## Ausgewählter Auszug
-=-=-=-=-

5. April 2024

Wir haben keine Zeit zu verlieren

Von nst5

Wirksamer Klimaschutz

erfordert eine nachhaltige Transformation. Warum nur ist es so schwer, diesen Wandel hinzubekommen? Ein Plädoyer für die Zukunft.

Wir haben keine Zeit mehr. Und im Grunde wissen wir das auch alle: Klimaschutz ist dringlicher denn je. Warum ist es denn so schwer, dieses Wissen – als Einzelne, als Gesellschaft und als Weltgemeinschaft – zielgerichtet und entschieden sofort umzusetzen? Abgesehen davon, dass wir eine Klimakatastrophe verhindern oder zumindest abmildern könnten, spricht auch sonst vieles dafür.
Wirksame Klimaschutzpolitik ist Grundbedingung für Generationengerechtigkeit.
Bei Politik- und Wirtschaftsentscheidungen gehen die Interessen junger Menschen oft unter, auch deshalb, weil viele von ihnen noch nicht wählen dürfen. Junge Menschen, die nächsten Generationen, werden jedoch die Folgen des Klimawandels am heftigsten spüren. Wenn sie mit demokratischem und friedlichem Protest auf die Straße gehen und dafür angefeindet oder gar kriminalisiert werden, geht das aus meiner Sicht gar nicht. Wir müssen ihre Interessen und Forderungen endlich ernst nehmen. Dass die Klimapolitik der letzten Jahrzehnte mit Blick auf die nächsten Generationen verheerend und nicht akzeptabel ist, wurde sogar juristisch besiegelt: Im Jahr 2021 zwang das Bundesverfassungsgericht die damalige Bundesregierung, ihr Klimaschutzgesetz nachzubessern, da es „in Teilen verfassungswidrig“ gewesen sei.
Wirksame Klimaschutzpolitik ermöglicht glaubwürdigen Einsatz für Menschenrechte und den Frieden.
2023 feierten wir den 75. Geburtstag der Menschenrechte. Was sie uns wert sind, müssen wir als Gesellschaft immer wieder neu entscheiden – und unsere Politik konsequent daran ausrichten.
Was das bedeuten würde, zeigt die Energieökönomin Claudia Kemfert am Beispiel von Putins Angriffskrieg gegen die Ukraine. Auf den Angriff gegen das westliche Lebensmodell, gegen Demokratie und Menschenrechte als Ganzes hätten Deutschland und der Westen konsequenter reagieren müssen. Um Putin dazu zu bringen, seinen Krieg schnell wieder aufzugeben oder wenigstens in Friedensgespräche einzuwilligen, habe es ein starkes „Druckmittel“ gegeben: den sofortigen Importstopp von Kohle, Öl und Gas aus Russland. Den hatte man in Deutschland auch diskutiert, ihn aber nicht vollzogen, auch weil klar war, dass er uns aufgrund der Abhängigkeit von Russland wirtschaftlich enorm geschadet hätte. So überwies Deutschland allein in den ersten fünf Monaten nach Kriegsbeginn über 16 Milliarden Euro an Russland, um fossile Energieträger zu bezahlen.

-=-=-=-=-

## Erfasste Daten

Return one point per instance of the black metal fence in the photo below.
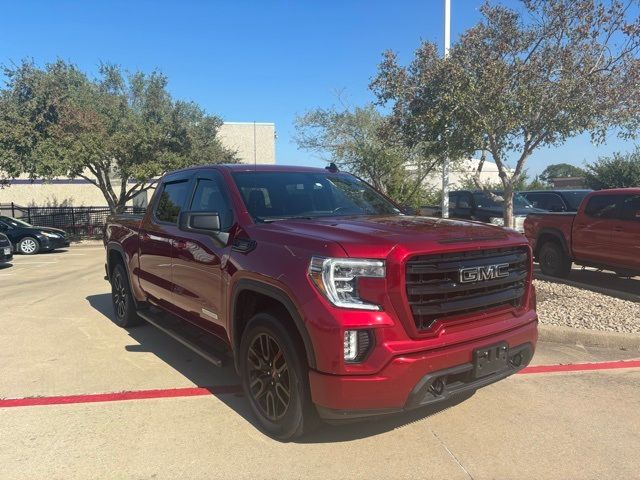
(78, 222)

-=-=-=-=-

## Aufgaben
**a.** Beantworte die folgenden Fragen anhand des Textes zum Klimaschutz.
(i) Welches Gericht zwang im Jahr 2021 die damalige Bundesregierung, ihr Klimaschutzgesetz nachzubessern?
(ii) Welchen Geburtstag der Menschenrechte feierte man 2023?
(iii) Wie viel Geld überwies Deutschland in den ersten fünf Monaten nach Kriegsbeginn an Russland, um fossile Energieträger zu bezahlen?
**b.** Gib für jede Aussage an, ob sie mit dem Text zum Klimaschutz übereinstimmt, und belege deine Antwort mit den entscheidenden Worten des Textes.
(i) Viele junge Menschen dürfen noch nicht wählen.
(ii) Deutschland hat einen sofortigen Importstopp von Kohle, Öl und Gas aus Russland vollzogen.
(iii) Das Bundesverfassungsgericht erklärte das Klimaschutzgesetz für vollständig verfassungswidrig.
**c.** Führe den Text zum Klimaschutz im Anschluss an seinen letzten Satz weiter.

## Ergebnisse
**a.**
(i) Das Bundesverfassungsgericht.
(ii) Den 75. Geburtstag.
(iii) Über 16 Milliarden Euro.

**b.**
(i) Ja: „weil viele von ihnen noch nicht wählen dürfen“
(ii) Nein: „Den hatte man in Deutschland auch diskutiert, ihn aber nicht vollzogen“
(iii) Nein: „in Teilen verfassungswidrig“

**c.**
Nun kann im Nachhinein keiner mit Sicherheit sagen, ob das die gewünschte Wirkung gezeigt hätte. Aber eine Politik, die konsequent von Menschenrechten her agiert, wäre erst gar nicht in diese Lage gekommen; sie hätte viele Jahre vorher – spätestens nach der völkerrechtswidrigen Annexion der Krim im Jahr 2014 – den Pfad zur Unabhängigkeit von (russischen) fossilen Energieträgern einschlagen müssen. Dass diese Unabhängigkeit möglich ist und Deutschland sich komplett mit erneuerbaren Energien aus dem eigenen Land versorgen könnte, haben beispielsweise das DIW (Deutsches Institut für Wirtschaftsforschung in Berlin) und das Fraunhofer-Institut aufgezeigt.

Illustration: (c) FrankRamspott (iStock)

Natürlich würde ein solcher Pfad tiefgreifende Veränderungen in Wirtschaft und Gesellschaft zur Folge haben, aber er wäre möglich. Das haben zuletzt auch über 50 große deutsche  Unternehmen in einem Brandbrief an die Politik bestätigt. Dass wir diesen Pfad nach wie vor nicht eingeschlagen haben, ist ein großes Problem. Laut der bereits verstorbenen Autorin Beate Bocktin müssen wir in Zukunft mit weiteren Kriegen dieser Art rechnen. Wegen der bestehenden Abhängigkeiten sei Krieg, so Bocktin, „eine Konsequenz unserer Wirtschaftslogik“. Denn diese Logik verlange „immer neue Schulden, immer größere Profite und immer rücksichtslosere Ausplünderung“.
Muss man da nicht zu dem Schluss kommen: Wenn wir glaubhaft von Menschenrechten und Frieden sprechen wollen, müssen wir weg von fossilen Energien und hin zu einer echten klimapolitischen Wende?
Wirksame Klimaschutzpolitik ist Bedingung für Demokratie.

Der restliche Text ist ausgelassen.